**PAGE EXCERPT:**
Primitive people don't suffer much from this problem, because errors in concrete thinking are usually immediately visible. "Trust me, there are no bears in this cave!" Chomp. But it doesn't take much additional cultural sophistication to suffer badly from it. "We need to throw a virgin into the volcano to prevent it from erupting". "Aaaaargh!" Silence. "See, it's working."

Correct Level Of Abstraction

Given that hierarchies of abstractions may be constructed, it is critical to choose the abstraction at the right level for the problem. The correct level of abstraction is this: as concrete as possible (but no more). In other words, choose the abstraction that is the least abstract that you can get away with.

A little-publicised but absolutely fundamental rule of good prose writing (and good communication in general) is to use the lowest possible level of abstraction (but no lower). Think about it: a concrete concept is more precise, explicit, and easy to understand than a vague generality. The same applies to writing computer code.

As an aside, overly abstract language may be deliberately employed by people not wanting to commit to any specifics, or more nefariously, by people trying to give the false impression they know what they are talking about.

When a person reaches the level of intellectual maturity at which they can start using abstract language, they may take delight in using it as much as possible. This irritating phenomenon often appears in the early teens, and some people never grow out of it, wrongly believing that overly-abstract language is a sign of intelligence. At its worst, it manifests as the use of multiple high-level abstractions to triangulate on the concrete; the specific object is the intersection of several sets. For example: "Manual excavation implement" is the intersection of 'set of things operated by hand', 'set of things related to digging', and 'set of tools'; in other words, a spade. Don't be a wanker, call a spade a spade.

Stored dataset items:

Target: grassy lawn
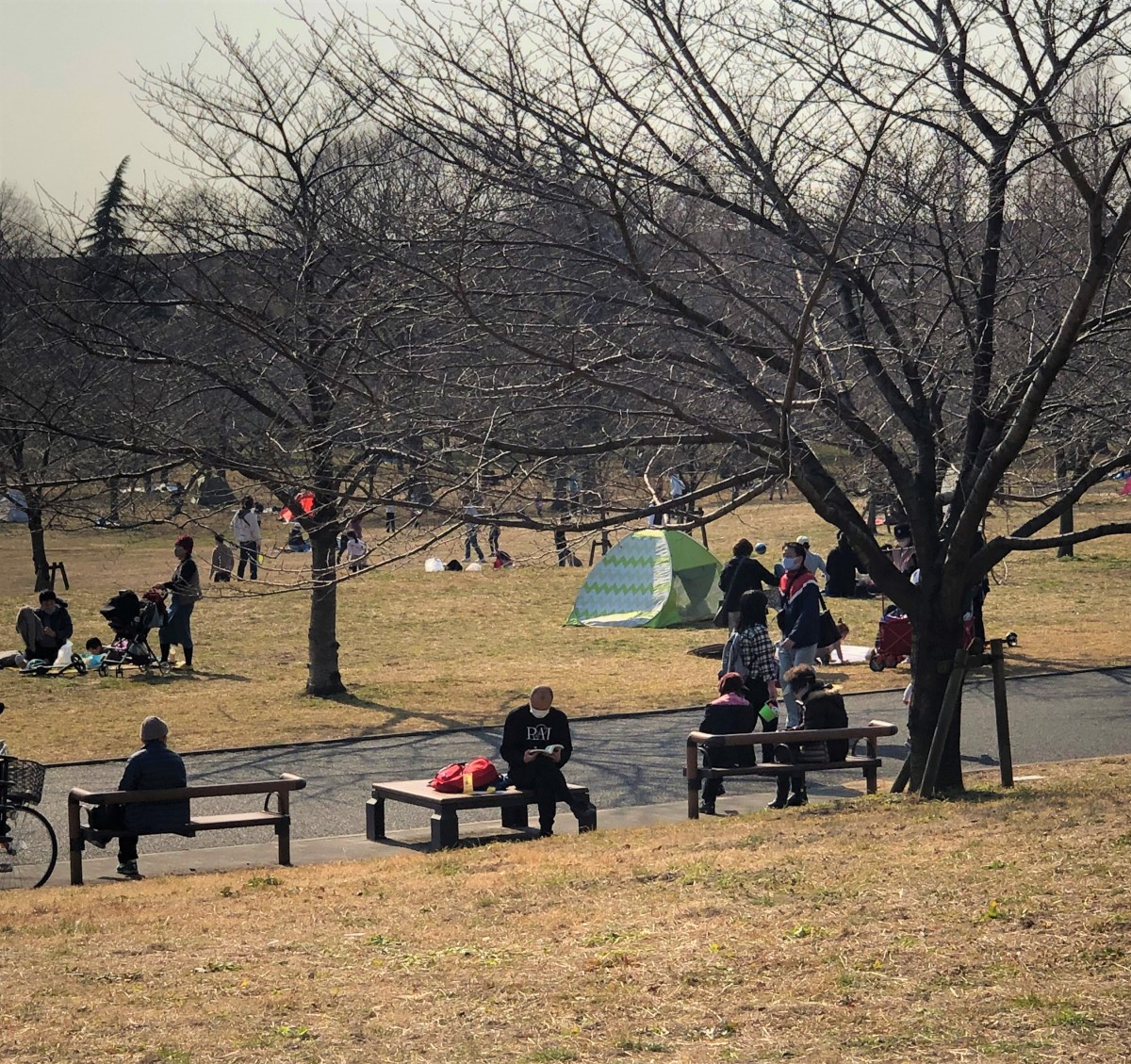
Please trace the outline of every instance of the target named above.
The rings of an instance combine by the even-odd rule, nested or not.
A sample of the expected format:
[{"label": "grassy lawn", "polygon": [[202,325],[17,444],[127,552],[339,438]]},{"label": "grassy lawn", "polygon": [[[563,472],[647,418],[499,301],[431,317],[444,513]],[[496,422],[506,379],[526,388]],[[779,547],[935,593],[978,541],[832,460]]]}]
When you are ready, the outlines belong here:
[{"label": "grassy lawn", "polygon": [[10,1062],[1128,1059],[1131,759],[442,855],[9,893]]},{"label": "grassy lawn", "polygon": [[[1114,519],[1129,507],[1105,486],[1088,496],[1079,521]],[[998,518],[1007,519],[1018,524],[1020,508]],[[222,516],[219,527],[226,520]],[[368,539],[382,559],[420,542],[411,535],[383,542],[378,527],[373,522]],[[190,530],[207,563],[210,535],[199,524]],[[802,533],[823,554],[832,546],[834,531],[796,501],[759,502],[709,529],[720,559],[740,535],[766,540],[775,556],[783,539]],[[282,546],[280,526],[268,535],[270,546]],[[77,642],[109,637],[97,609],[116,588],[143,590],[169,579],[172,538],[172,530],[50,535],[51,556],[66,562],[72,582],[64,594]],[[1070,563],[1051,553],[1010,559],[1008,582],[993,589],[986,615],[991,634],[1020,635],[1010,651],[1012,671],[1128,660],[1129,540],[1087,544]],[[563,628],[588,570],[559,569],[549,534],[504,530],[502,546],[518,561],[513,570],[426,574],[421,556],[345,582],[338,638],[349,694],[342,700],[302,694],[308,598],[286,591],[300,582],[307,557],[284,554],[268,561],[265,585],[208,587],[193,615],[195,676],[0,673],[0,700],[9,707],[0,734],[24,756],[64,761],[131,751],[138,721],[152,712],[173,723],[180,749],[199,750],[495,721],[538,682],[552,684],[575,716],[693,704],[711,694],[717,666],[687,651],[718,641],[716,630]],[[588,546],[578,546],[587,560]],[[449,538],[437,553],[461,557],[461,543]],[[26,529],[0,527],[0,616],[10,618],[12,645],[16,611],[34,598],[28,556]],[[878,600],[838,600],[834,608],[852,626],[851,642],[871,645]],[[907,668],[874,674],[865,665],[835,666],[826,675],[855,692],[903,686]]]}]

...

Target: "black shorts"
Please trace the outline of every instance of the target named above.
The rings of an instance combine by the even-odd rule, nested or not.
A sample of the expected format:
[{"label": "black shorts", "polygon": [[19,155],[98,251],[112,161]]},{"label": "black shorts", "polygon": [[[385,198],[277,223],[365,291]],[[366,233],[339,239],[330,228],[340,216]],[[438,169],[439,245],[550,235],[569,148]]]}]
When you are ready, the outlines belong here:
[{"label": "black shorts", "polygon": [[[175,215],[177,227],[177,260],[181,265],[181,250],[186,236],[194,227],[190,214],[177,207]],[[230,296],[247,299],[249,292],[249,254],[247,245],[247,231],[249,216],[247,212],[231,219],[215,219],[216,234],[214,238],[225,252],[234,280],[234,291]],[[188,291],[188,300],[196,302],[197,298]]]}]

**TASKS TO CARRY OUT:**
A: Answer these questions from the passage on levels of abstraction:
(i) Why are primitive people said not to suffer much from the problem?
(ii) When does the delight in overly abstract language often appear?
(iii) What object does "manual excavation implement" name?
B: For each statement, say whether the passage on levels of abstraction agrees, and quote the words that decide it.
(i) The correct level of abstraction is as abstract as possible.
(ii) The rule about using the lowest level of abstraction also applies to writing computer code.
(iii) Everyone eventually grows out of using overly abstract language.
C: Carry the passage on levels of abstraction forward from its final sentence.

**SOLVED PROBLEMS:**
A:
(i) Errors in concrete thinking are usually immediately visible.
(ii) In the early teens.
(iii) A spade.

B:
(i) No: "as concrete as possible (but no more)"
(ii) Yes: "The same applies to writing computer code."
(iii) No: "some people never grow out of it"

C:
The point is that rational, abstract thought is difficult and unnatural. But is is an essential skill for software engineering. One needs careful, disciplined thinking to develop this skill. Make no mistake, Uzbek peasants suck at programming.

Abstract Reasoning in Software Engineering

The preceding section on the art of abstraction contained rather a lot of philosophical material, none of it directly concerned with programming. The reader may be surprised at this. But there is a motivation: The word abstraction is used all the time in software engineering, very often without much depth of understanding. This book strives to help with this.

In practice, abstraction in software engineering works like this:

The problem domain is analysed, and broken into different entities, by identifying fundamental elements and abstracting out various actions, responsibilities, etc. The relationships between the various entities give rise to a (probably hierarchical) structure.
In general, each separate entity is created as a separate module of computer code. The separate modules are connected together to reflect the relationships between the abstract entities.

Your computer code will live or die depending on the quality of your abstractions. Abstractions come to life as the very components and structures of your code, the architecture itself. Once the code has been written and is in use, it can be very hard to change the structure. Therefore, it is very important to spend the effort finding good abstractions, because a hastily-conceived bad abstraction may become a burden that you are permanently stuck with. The wrong abstractions can f@*$ you up.

This book is in a large part a guide to abstractions that have proven useful - a guide to various elements of computer code that have turned out to be essential.

Information Hiding

In software engineering, abstraction often results in information hiding. Consider this: Some lines of code are seen to be all related to the same abstract thing, so the code is pulled out into a separate module (function or object). The module name describes the abstraction, and the details are hidden away inside the module. At the point in the code where the new module is used, the abstraction is reified as an explicit module name, and the irrelevant details are hidden.

For more discussion, see the chapter Separate Inherent And Collateral Complexity

Not all abstractions involve information hiding. An essential aspect of the code may be pulled out into its own module, but nothing is hidden. All elements are simply accessible from a single coherent module. (See the definition of coherent in the chapter Separation Of Concerns.)

Malabstractions

Since both abstract reasoning and software engineering are difficult and unnatural (and in the case of software engineering, unwholesome), standard errors in abstraction abound. Here we examine some commonly-observed errors in abstraction (or 'malabstractions', to coin a term).

Making the wrong abstractions.
Using the wrong level of abstraction, usually too high a level of abstraction.
Abstraction Addiction 1. Making things as abstract as possible, i.e. as general as possible.
Abstraction Addiction 2. Abstracting out everything that can be. (See DRY below.)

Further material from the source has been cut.